** Begin SUPPLIED MATERIAL **
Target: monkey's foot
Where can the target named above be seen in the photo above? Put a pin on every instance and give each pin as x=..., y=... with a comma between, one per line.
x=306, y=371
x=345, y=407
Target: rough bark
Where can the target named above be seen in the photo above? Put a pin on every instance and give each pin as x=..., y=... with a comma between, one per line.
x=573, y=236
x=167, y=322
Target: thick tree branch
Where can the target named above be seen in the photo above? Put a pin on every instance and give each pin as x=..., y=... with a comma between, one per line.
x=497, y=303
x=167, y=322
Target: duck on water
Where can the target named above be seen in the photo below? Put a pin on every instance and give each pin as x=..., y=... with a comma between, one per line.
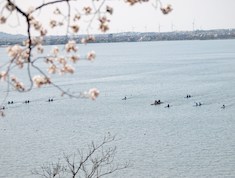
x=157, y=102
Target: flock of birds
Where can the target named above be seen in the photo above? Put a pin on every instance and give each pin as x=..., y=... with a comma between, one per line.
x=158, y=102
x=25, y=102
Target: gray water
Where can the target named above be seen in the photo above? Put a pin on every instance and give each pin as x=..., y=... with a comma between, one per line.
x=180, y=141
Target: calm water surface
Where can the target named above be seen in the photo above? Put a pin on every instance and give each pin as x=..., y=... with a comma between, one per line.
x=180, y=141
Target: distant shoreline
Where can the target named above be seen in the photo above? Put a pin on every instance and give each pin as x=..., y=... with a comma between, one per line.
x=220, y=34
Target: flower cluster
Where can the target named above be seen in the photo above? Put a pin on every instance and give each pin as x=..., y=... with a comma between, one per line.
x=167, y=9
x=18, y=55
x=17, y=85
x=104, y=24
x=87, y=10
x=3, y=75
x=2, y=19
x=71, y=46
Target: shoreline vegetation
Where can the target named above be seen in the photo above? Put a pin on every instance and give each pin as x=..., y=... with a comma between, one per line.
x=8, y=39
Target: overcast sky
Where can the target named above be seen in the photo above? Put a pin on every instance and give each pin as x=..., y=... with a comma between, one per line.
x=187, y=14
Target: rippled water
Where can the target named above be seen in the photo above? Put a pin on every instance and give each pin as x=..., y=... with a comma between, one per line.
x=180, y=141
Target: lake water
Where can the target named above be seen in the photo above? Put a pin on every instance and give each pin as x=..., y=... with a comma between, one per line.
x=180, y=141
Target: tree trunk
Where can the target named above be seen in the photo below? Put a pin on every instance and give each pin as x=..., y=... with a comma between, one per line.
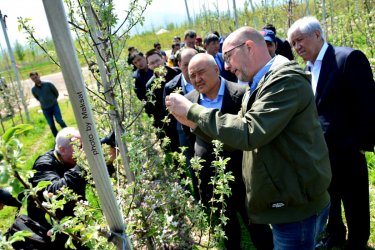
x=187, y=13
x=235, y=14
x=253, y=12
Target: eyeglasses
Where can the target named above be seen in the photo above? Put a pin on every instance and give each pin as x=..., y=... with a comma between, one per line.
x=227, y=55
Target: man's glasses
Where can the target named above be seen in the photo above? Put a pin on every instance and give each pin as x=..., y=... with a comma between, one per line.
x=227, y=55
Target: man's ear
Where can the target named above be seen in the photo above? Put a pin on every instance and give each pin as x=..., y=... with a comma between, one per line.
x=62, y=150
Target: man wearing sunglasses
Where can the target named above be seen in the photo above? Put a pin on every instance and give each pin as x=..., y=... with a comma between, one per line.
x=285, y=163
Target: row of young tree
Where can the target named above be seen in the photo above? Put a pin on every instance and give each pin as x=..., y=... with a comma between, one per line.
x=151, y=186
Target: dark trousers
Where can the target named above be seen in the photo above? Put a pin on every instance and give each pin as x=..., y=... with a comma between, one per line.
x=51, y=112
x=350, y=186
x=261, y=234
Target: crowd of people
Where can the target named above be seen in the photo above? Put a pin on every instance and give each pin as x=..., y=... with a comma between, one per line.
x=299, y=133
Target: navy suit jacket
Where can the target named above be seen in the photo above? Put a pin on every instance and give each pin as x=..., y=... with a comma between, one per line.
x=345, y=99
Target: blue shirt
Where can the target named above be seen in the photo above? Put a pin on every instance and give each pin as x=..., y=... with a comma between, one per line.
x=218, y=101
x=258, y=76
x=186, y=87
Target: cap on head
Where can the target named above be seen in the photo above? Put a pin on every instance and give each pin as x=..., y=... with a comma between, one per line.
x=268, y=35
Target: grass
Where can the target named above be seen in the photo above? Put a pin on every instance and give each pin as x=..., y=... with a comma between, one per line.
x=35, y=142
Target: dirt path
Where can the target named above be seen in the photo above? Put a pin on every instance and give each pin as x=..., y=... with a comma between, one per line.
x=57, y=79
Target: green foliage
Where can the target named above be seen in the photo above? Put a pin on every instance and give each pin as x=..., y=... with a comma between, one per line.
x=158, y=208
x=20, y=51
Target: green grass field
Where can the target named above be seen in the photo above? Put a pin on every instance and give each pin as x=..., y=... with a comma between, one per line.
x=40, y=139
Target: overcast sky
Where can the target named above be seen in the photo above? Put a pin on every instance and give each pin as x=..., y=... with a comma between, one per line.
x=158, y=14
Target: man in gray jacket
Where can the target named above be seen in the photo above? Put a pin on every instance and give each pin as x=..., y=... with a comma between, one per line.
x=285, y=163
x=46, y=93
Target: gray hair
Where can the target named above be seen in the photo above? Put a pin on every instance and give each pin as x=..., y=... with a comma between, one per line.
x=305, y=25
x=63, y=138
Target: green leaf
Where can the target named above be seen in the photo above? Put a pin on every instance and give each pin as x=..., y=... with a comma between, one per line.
** End SUPPLIED MATERIAL **
§ **JOB**: Rewrite the entries from the line containing "Target: crowd of people" through the line containing "x=299, y=133", both included, changing "crowd of people" to "group of people" and leaving everything else as it is.

§ **TASK RESULT**:
Target: group of people
Where can the target named above be seen in the photo above? Put a pin on every instance and give each pin as x=..., y=... with a comma between, one per line.
x=299, y=133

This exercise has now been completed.